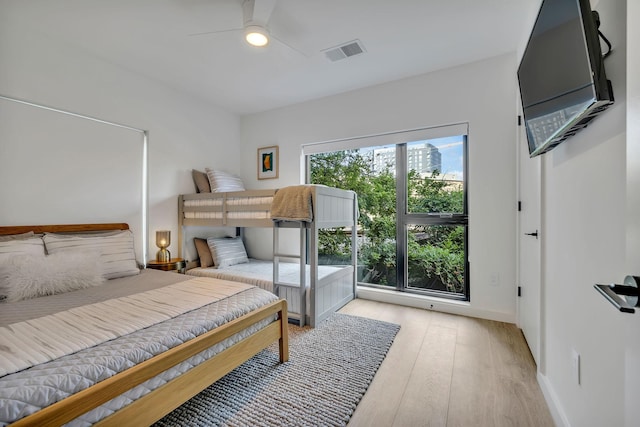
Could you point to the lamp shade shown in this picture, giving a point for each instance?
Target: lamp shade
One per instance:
(163, 239)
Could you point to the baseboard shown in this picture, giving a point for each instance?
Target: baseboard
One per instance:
(444, 305)
(559, 417)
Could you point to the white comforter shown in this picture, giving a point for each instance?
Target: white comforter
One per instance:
(29, 390)
(40, 340)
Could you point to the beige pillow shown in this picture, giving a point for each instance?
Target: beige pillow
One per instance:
(201, 180)
(21, 236)
(116, 249)
(221, 181)
(204, 253)
(32, 276)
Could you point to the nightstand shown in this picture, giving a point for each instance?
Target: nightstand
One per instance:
(174, 264)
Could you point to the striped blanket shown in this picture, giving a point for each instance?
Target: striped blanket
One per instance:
(40, 340)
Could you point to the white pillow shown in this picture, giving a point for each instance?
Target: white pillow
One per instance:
(117, 253)
(222, 181)
(33, 246)
(227, 251)
(30, 276)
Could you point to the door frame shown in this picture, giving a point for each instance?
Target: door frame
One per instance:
(520, 235)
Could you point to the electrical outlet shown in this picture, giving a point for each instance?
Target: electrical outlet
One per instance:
(494, 279)
(575, 366)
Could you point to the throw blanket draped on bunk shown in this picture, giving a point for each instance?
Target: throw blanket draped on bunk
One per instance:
(31, 342)
(293, 203)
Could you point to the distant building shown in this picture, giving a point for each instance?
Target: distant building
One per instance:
(423, 158)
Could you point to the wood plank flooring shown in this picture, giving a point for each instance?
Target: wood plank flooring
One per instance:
(448, 370)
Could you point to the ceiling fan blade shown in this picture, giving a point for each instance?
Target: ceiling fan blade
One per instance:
(215, 32)
(290, 46)
(257, 12)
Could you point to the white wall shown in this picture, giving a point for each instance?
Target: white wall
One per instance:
(185, 132)
(481, 94)
(584, 212)
(632, 325)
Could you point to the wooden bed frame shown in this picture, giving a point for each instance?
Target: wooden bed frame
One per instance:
(161, 401)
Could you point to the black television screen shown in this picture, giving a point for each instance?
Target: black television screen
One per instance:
(562, 80)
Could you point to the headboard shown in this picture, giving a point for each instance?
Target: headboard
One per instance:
(62, 228)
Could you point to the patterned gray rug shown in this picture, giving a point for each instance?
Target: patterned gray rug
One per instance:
(329, 370)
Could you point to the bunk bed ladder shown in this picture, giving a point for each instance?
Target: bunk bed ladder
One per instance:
(301, 256)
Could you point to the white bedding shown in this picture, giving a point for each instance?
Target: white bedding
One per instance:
(26, 391)
(40, 340)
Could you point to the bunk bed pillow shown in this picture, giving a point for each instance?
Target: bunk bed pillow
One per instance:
(116, 248)
(227, 251)
(204, 253)
(221, 181)
(201, 180)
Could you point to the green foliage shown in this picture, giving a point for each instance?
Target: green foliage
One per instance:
(435, 253)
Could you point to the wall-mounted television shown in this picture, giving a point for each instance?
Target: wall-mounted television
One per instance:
(562, 80)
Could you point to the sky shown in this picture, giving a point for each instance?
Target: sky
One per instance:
(451, 149)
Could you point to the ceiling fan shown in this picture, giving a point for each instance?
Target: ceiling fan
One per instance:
(255, 24)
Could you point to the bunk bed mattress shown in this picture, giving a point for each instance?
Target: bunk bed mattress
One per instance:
(260, 273)
(250, 207)
(29, 390)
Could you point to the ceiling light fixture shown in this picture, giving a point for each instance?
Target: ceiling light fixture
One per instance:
(256, 35)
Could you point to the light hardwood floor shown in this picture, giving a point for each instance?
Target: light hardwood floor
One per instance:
(448, 370)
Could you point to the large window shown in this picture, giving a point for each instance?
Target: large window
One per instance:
(413, 225)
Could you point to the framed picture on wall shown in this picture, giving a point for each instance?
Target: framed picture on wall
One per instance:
(268, 162)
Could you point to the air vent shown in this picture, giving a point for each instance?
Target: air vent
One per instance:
(344, 51)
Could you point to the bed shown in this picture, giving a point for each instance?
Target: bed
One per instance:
(193, 332)
(312, 291)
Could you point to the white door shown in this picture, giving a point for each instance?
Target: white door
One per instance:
(529, 244)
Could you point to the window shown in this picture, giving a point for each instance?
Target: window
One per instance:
(413, 226)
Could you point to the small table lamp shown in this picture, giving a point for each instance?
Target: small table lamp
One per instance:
(163, 240)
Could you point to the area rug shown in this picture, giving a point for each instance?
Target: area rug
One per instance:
(329, 370)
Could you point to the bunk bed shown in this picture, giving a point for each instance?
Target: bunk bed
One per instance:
(116, 366)
(312, 291)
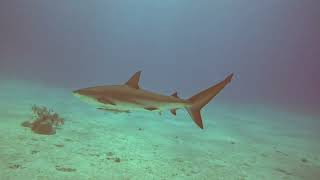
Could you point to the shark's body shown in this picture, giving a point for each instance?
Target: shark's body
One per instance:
(129, 97)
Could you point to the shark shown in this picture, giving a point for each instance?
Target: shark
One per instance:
(129, 96)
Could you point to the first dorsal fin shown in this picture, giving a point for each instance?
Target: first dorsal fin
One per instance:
(134, 80)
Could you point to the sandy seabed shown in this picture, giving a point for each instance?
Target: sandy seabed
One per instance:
(239, 142)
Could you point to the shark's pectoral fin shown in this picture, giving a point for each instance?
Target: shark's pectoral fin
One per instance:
(106, 101)
(174, 111)
(134, 80)
(151, 108)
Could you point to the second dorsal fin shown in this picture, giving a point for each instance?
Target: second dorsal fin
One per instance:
(134, 80)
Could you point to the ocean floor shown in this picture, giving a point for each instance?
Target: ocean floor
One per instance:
(239, 142)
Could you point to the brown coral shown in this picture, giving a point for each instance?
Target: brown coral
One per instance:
(45, 121)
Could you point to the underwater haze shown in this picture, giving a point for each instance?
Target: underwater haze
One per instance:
(263, 125)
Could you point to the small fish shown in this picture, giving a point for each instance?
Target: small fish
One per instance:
(129, 96)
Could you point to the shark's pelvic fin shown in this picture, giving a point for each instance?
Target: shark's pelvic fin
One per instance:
(201, 99)
(174, 111)
(106, 101)
(151, 108)
(175, 94)
(134, 80)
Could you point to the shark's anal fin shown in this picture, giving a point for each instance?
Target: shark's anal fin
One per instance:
(174, 111)
(106, 101)
(151, 108)
(134, 80)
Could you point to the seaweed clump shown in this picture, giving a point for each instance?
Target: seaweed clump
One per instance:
(45, 121)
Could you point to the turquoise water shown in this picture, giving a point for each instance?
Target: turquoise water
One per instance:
(247, 141)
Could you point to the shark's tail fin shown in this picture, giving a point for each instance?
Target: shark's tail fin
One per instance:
(201, 99)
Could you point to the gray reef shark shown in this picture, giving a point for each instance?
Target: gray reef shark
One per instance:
(129, 96)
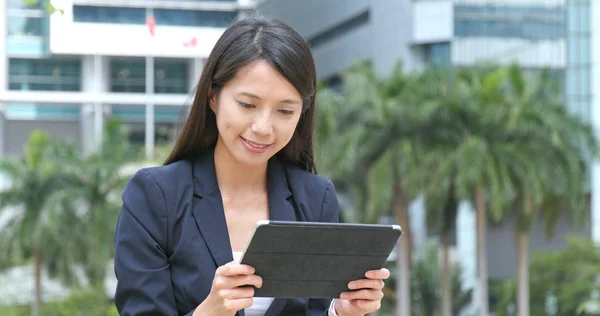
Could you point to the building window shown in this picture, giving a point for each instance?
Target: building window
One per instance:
(171, 76)
(129, 75)
(117, 15)
(168, 17)
(194, 18)
(26, 26)
(44, 74)
(438, 54)
(20, 4)
(532, 23)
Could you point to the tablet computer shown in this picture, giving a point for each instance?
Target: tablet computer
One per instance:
(316, 259)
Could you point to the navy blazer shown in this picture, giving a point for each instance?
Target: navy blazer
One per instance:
(171, 234)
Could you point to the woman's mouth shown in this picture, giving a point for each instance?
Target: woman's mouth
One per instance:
(254, 147)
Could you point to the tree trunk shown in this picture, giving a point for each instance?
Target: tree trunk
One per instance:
(481, 215)
(522, 274)
(404, 259)
(446, 277)
(37, 259)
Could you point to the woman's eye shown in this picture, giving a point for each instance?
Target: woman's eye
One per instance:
(246, 105)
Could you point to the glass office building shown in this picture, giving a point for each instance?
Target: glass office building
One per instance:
(554, 34)
(66, 72)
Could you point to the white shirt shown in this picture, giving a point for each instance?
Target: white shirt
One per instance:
(261, 304)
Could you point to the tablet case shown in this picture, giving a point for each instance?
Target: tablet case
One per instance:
(316, 260)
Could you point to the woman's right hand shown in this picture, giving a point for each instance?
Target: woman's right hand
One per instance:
(231, 290)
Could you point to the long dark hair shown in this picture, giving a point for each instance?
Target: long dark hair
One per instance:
(247, 40)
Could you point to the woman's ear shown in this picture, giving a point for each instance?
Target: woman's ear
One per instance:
(212, 100)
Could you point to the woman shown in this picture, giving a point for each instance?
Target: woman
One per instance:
(245, 154)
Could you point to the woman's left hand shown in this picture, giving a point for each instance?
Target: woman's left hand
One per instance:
(364, 296)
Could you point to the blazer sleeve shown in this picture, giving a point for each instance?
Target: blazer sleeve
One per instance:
(141, 260)
(330, 211)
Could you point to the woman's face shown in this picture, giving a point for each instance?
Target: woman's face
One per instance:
(257, 113)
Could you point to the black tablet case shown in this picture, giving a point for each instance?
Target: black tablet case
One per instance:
(316, 260)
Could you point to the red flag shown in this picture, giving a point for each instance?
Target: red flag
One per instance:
(151, 23)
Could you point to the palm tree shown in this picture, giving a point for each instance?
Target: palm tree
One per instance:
(472, 157)
(364, 143)
(33, 226)
(93, 189)
(551, 177)
(379, 131)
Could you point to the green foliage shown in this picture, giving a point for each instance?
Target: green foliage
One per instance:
(426, 284)
(54, 189)
(560, 281)
(86, 302)
(47, 4)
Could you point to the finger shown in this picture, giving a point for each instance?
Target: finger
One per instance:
(367, 306)
(245, 280)
(364, 294)
(229, 282)
(378, 274)
(233, 268)
(236, 293)
(238, 304)
(366, 284)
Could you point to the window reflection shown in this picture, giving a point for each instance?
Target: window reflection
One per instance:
(19, 26)
(194, 18)
(44, 74)
(129, 75)
(20, 4)
(118, 15)
(109, 15)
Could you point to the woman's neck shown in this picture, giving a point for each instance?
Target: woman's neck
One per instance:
(232, 175)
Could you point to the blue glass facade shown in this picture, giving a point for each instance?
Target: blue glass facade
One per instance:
(27, 26)
(121, 15)
(531, 23)
(579, 63)
(438, 54)
(129, 75)
(44, 74)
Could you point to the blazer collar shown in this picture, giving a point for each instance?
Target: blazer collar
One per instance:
(208, 207)
(210, 217)
(205, 178)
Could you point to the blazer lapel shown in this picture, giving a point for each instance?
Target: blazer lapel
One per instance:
(208, 210)
(280, 209)
(210, 217)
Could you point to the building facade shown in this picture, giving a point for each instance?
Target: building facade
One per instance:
(556, 34)
(66, 72)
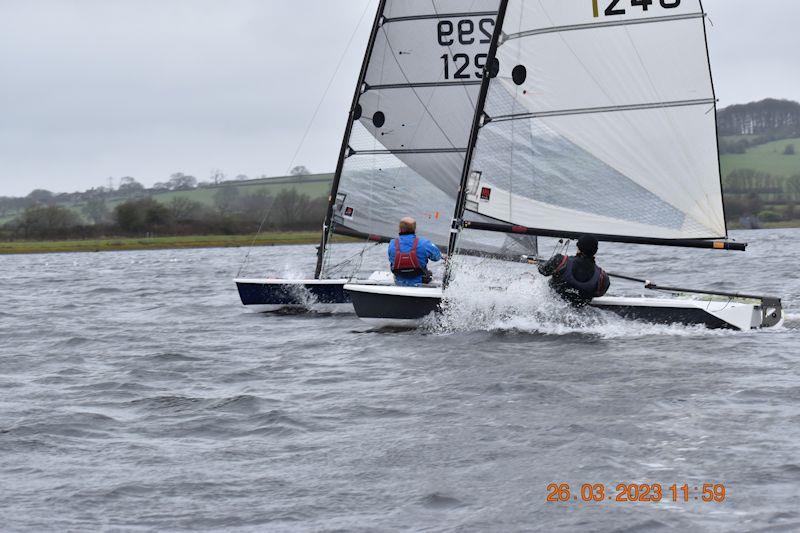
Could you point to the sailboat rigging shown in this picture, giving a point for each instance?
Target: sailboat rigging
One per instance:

——————————

**Work instructions**
Copy each line in the entries above where the word "black" shows up.

**Answer**
Could you point to the black television screen shown in this picture, giving a point for each instance?
Target: black television screen
Could you point to the black tablet case shown in this picture, giving a point for each instance?
Target: black tablet case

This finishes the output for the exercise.